» Set task: Please copy out every row below word for word, leaving out the pictures.

» Extracted entries:
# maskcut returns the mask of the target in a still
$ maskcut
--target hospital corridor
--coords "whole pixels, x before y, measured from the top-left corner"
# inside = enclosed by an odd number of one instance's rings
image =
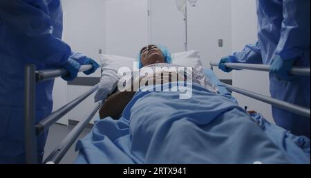
[[[0,165],[310,165],[310,5],[0,0]]]

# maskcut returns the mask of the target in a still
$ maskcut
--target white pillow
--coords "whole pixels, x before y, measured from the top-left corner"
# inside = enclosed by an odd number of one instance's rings
[[[185,67],[192,67],[198,71],[203,71],[200,53],[198,51],[189,51],[172,54],[172,63]]]
[[[200,53],[198,51],[189,51],[172,54],[172,63],[185,67],[192,67],[203,72],[203,66],[200,60]],[[103,66],[100,89],[95,96],[95,102],[104,100],[111,94],[117,84],[119,78],[117,71],[122,67],[133,70],[135,58],[129,58],[117,55],[100,55]]]
[[[95,96],[95,102],[105,99],[117,87],[119,80],[117,71],[122,67],[128,67],[133,70],[135,59],[125,57],[100,55],[100,62],[102,66],[102,78],[100,89]]]

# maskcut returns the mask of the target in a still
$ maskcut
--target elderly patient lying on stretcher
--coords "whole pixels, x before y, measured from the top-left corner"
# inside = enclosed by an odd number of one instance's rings
[[[97,121],[78,143],[77,163],[310,163],[310,140],[246,113],[199,70],[190,70],[192,75],[187,70],[144,75],[156,66],[175,67],[166,57],[156,46],[144,48],[139,77],[129,80],[147,81],[146,88],[153,89],[172,89],[186,80],[191,97],[126,87],[130,91],[121,90],[105,101],[100,115],[106,119]]]
[[[100,118],[111,117],[117,119],[120,116],[124,107],[136,93],[138,89],[134,89],[135,83],[138,84],[139,87],[146,87],[171,82],[190,84],[194,82],[207,89],[216,92],[216,87],[207,81],[202,71],[171,64],[169,53],[163,47],[160,48],[156,45],[149,45],[142,48],[138,59],[140,74],[136,78],[133,76],[131,78],[131,85],[127,89],[109,97],[100,109]]]

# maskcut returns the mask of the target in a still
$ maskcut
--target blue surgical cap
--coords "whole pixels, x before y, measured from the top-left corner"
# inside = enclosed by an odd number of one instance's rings
[[[171,64],[171,53],[169,53],[167,48],[162,45],[155,45],[155,46],[156,46],[161,50],[162,53],[164,57],[165,62],[167,64]],[[140,53],[138,54],[138,67],[139,69],[142,69],[143,66],[142,64],[142,55],[140,55]]]

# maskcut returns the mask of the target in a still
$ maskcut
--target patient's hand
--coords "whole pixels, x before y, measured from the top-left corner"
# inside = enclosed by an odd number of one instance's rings
[[[100,118],[103,119],[106,117],[111,117],[113,119],[119,118],[135,94],[135,92],[133,91],[118,91],[111,95],[100,109]]]

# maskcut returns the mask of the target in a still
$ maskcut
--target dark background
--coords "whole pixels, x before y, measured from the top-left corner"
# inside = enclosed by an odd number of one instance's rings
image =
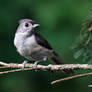
[[[79,35],[81,24],[92,8],[92,0],[0,0],[0,61],[22,63],[13,45],[18,21],[30,18],[53,48],[69,63],[83,63],[73,58],[70,49]],[[42,64],[49,64],[47,63]],[[77,73],[84,73],[78,71]],[[67,75],[44,71],[24,71],[0,75],[0,92],[92,92],[92,78],[79,78],[55,85],[50,82]]]

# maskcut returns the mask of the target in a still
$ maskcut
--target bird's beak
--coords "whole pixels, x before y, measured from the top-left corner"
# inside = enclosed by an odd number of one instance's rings
[[[36,28],[36,27],[39,27],[39,26],[40,26],[40,24],[34,24],[33,28]]]

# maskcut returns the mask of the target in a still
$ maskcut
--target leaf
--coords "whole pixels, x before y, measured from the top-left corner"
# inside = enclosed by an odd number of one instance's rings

» Task answer:
# maskcut returns the mask of the target in a still
$ maskcut
--target hospital corridor
--coords "whole pixels, x before y, measured from the top-left corner"
# inside = enclosed by an odd number of one instance's rings
image =
[[[0,165],[310,165],[310,5],[0,0]]]

# maskcut returns the mask of the target in a still
$ maskcut
--target white pillow
--coords "whole pixels, x before y, measured from the top-left corner"
# inside = enclosed by an odd number of one instance's rings
[[[185,67],[192,67],[198,71],[203,71],[200,53],[198,51],[189,51],[172,54],[172,63]]]
[[[200,53],[198,51],[189,51],[172,54],[172,63],[185,67],[192,67],[203,72],[203,66],[200,60]],[[103,66],[100,89],[95,96],[95,102],[104,100],[111,94],[117,84],[119,78],[117,71],[122,67],[133,70],[135,58],[129,58],[117,55],[100,55]]]
[[[95,96],[95,102],[105,99],[117,87],[119,80],[117,71],[122,67],[128,67],[133,70],[135,59],[125,57],[100,55],[100,62],[102,66],[102,78],[100,89]]]

# maskcut returns the mask of the target in a still
$ maskcut
--target elderly patient lying on stretcher
--coords "whole pixels, x before y, measured from the top-left corner"
# inside = enclosed by an odd number of one instance's rings
[[[97,121],[78,143],[77,163],[310,163],[310,140],[246,113],[199,70],[190,70],[192,75],[187,70],[144,75],[156,66],[175,67],[166,57],[156,46],[144,48],[139,77],[129,80],[147,81],[146,88],[153,89],[172,89],[186,80],[191,97],[126,87],[130,91],[121,90],[105,101],[100,115],[106,119]]]
[[[100,118],[111,117],[117,119],[120,116],[124,107],[136,93],[138,89],[134,89],[135,83],[138,84],[139,87],[146,87],[171,82],[190,84],[194,82],[207,89],[216,92],[216,87],[207,81],[202,71],[171,64],[169,53],[163,47],[160,48],[156,45],[149,45],[142,48],[138,59],[140,74],[136,78],[133,76],[131,78],[131,85],[127,89],[109,97],[100,109]]]

# maskcut returns the mask of the target in a still
$ maskcut
--target blue surgical cap
--coords "whole pixels, x before y, measured from the top-left corner"
# inside = enclosed by an odd number of one instance's rings
[[[171,64],[171,53],[169,53],[167,48],[162,45],[155,45],[155,46],[156,46],[161,50],[162,53],[164,57],[165,62],[167,64]],[[140,53],[138,54],[138,67],[139,69],[142,69],[143,66],[142,64],[142,55],[140,55]]]

# maskcut returns the mask of the target in a still
$ maskcut
--target patient's hand
--coords "whole pixels, x before y, measured from the top-left corner"
# inside = enclosed by an odd number of one instance's rings
[[[100,118],[103,119],[106,117],[111,117],[113,119],[119,118],[135,94],[135,92],[133,91],[118,91],[111,95],[100,109]]]

# maskcut returns the mask of the target in a still
$ maskcut
--target dark background
--coords "whole pixels, x before y, measured from the top-left corner"
# inside = enclosed by an odd number of one instance's rings
image =
[[[79,35],[81,24],[92,8],[92,0],[0,0],[0,61],[22,63],[13,45],[18,21],[30,18],[53,48],[69,63],[83,63],[73,58],[70,49]],[[42,64],[49,64],[47,63]],[[77,73],[84,73],[78,71]],[[67,75],[44,71],[24,71],[0,75],[0,92],[92,92],[92,78],[79,78],[55,85],[50,82]]]

# maskcut returns the mask of the target in a still
$ maskcut
--target bird's beak
--coords "whole pixels, x before y, measured from the top-left corner"
# inside = enclosed by an odd number of one instance's rings
[[[36,28],[36,27],[39,27],[39,26],[40,26],[40,24],[34,24],[33,28]]]

# maskcut returns the mask of the target in a still
$ maskcut
--target leaf
--coords "whole pixels, x before y, measured from the top-left corner"
# inside = enclosed by an odd number of one instance's rings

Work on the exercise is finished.